Instruction =>
Return all of the entries word for word, but omit the pictures they contain.

------------------------------------

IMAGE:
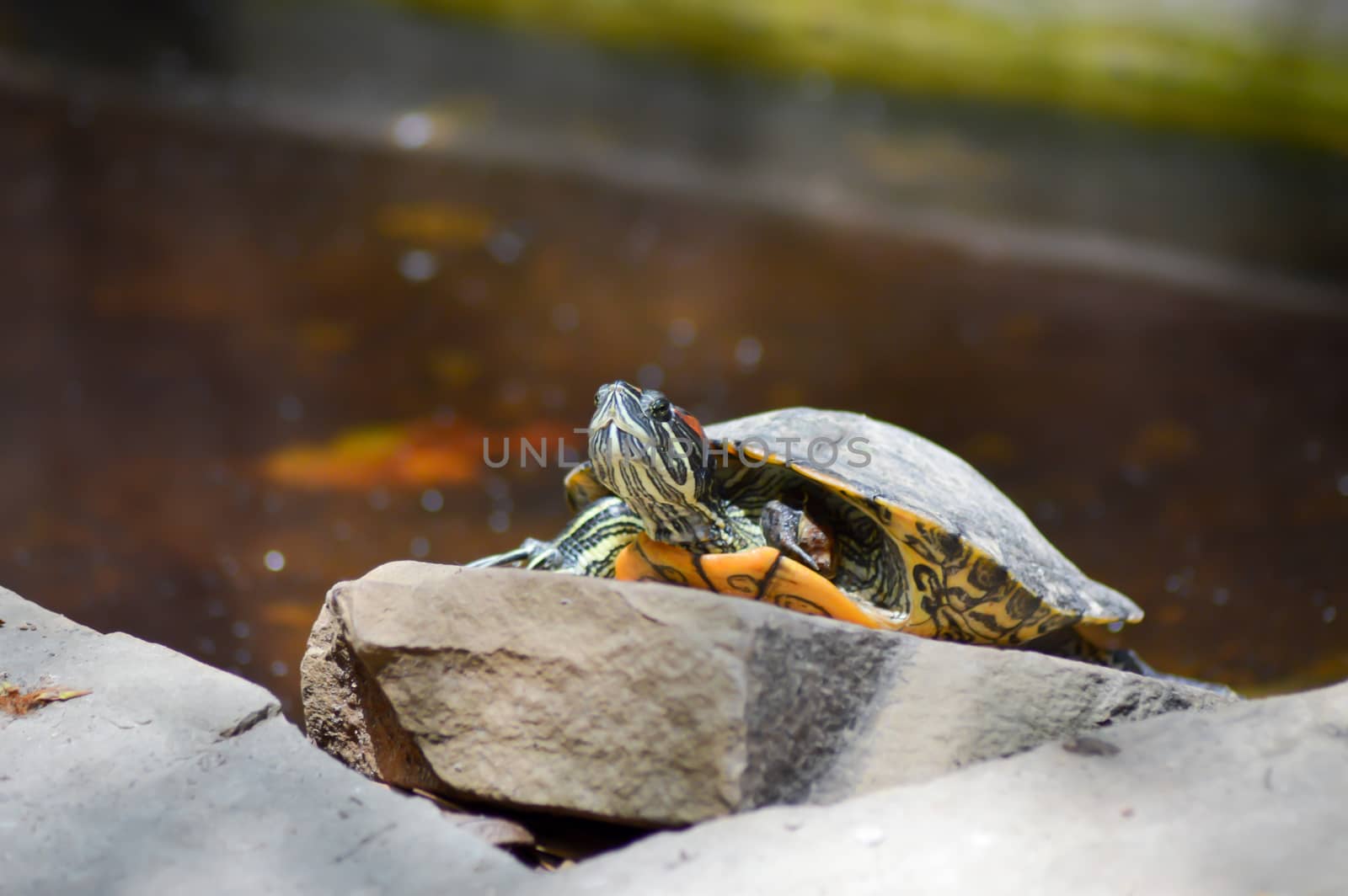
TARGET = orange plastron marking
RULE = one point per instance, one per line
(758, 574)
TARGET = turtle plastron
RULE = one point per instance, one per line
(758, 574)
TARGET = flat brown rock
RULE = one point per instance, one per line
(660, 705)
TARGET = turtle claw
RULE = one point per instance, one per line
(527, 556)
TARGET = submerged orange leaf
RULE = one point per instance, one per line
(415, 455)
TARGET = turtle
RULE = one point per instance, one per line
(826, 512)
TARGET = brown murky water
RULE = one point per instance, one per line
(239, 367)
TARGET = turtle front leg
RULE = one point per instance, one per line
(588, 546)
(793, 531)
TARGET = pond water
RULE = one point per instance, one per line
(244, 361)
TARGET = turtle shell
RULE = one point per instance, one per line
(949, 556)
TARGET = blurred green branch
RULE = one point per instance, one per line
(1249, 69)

------------------------------------

Complete output =>
IMAGE:
TARGET = orange plastron marking
RULE = one point per instance, one per line
(758, 574)
TARGET = turtle plastron
RULE = one point per instance, one per line
(758, 574)
TARGET = flat brown rock
RULE = one point per instance, one per line
(660, 705)
TARGET = turtle claw
RULE = one point per instance, one per line
(527, 556)
TARGET = submerged orange leaf
RULE = one point per instance, one per line
(415, 455)
TARGET = turtle
RULE = one point per instance, one per line
(826, 512)
TARGET = brown murky water
RULE = one point per instance, one per line
(239, 367)
TARGET = turtle front leg
RULE = one point per instance, one per line
(588, 546)
(793, 531)
TARGET = pond water
RULE = one point per instance, one per line
(244, 361)
TARGET = turtle shell
RULE = one point per instance, one per line
(949, 556)
TARGET = blurred green branch
RULE = one point per instance, one per line
(1249, 69)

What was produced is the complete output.